- _YOUR GOAL_:
Quote every line of the material below word for word, leaving out the pictures.

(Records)
________________________

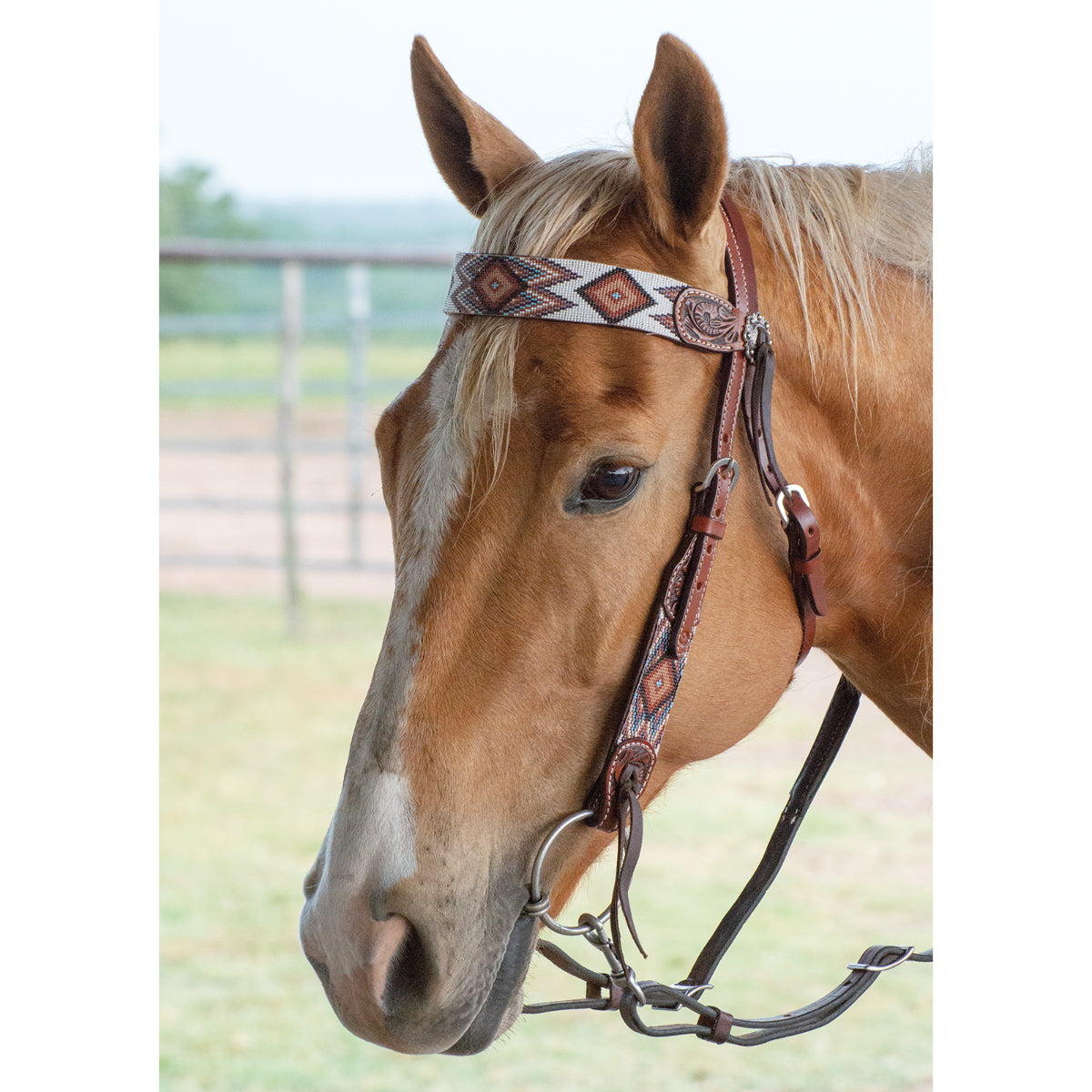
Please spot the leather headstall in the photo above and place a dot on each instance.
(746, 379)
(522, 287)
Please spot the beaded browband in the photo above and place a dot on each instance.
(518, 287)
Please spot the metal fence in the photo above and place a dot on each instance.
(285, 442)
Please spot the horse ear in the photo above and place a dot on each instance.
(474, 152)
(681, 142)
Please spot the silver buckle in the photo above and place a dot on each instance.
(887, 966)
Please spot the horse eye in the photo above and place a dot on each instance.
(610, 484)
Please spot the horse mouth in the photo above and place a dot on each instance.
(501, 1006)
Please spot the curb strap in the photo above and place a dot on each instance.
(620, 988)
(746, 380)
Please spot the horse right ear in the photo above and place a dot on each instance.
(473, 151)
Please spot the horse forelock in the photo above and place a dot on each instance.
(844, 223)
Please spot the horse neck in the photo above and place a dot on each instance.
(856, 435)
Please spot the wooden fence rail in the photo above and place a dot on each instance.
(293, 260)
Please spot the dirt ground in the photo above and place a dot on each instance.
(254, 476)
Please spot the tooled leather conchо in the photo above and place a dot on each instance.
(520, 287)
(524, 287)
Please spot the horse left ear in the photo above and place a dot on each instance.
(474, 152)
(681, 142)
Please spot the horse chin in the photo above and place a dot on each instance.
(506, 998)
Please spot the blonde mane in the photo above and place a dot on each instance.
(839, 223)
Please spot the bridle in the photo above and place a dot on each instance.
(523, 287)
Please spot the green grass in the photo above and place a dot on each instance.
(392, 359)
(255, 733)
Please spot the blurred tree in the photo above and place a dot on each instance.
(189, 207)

________________________

- _RESPONSE TO THIS TASK_:
Please spot the leather headstall in the photo above and place a dot on each instance.
(746, 379)
(522, 287)
Please spot the beaded browband in the photo above and place a dot on each instance.
(518, 287)
Please spot the metal fence in the photo above and place a dot on each instance.
(285, 442)
Please spot the horse ear in the photo above and place a dot on each instance.
(474, 152)
(681, 142)
Please spot the silver buckle in the photo above and place a dot on each instance.
(887, 966)
Please spot the horse eye in the photo above and place a dot on each instance.
(610, 484)
Please spot the horse mouth in the photo above and place a dot on each instance.
(501, 1006)
Please spot the curb strap in the photo above and place a dot on each instance.
(620, 988)
(746, 380)
Please spot the horse right ear in the photo above and place a dot on each instance.
(473, 151)
Please spot the horse forelock in the photo above and place a dot on each instance.
(844, 223)
Please spot the horse neck in the photo above and place a dot on each instance.
(856, 435)
Please spot the wooden fence rail in the photo above and place a dot on each instance.
(293, 260)
Please spot the dirt ground in the photo above and place a dot on each instance.
(254, 476)
Please spot the tooled leather conchо in the photo above and place a dot on each instance.
(520, 287)
(524, 287)
Please spot the horse left ear in the photo above and place a dot on each instance.
(474, 152)
(681, 142)
Please spot the horse chin in the photo above and place a dot on each instance.
(506, 998)
Please spot the blonde mane in the photo above and place a dot on each instance.
(839, 223)
Please spot the bridle in the photo above and place a dot on each instance.
(523, 287)
Please spot the green grass in the photo above and place a dot on each instance.
(392, 359)
(255, 733)
Please spot the blurred tree in the photo above and place a dot on each instance.
(189, 207)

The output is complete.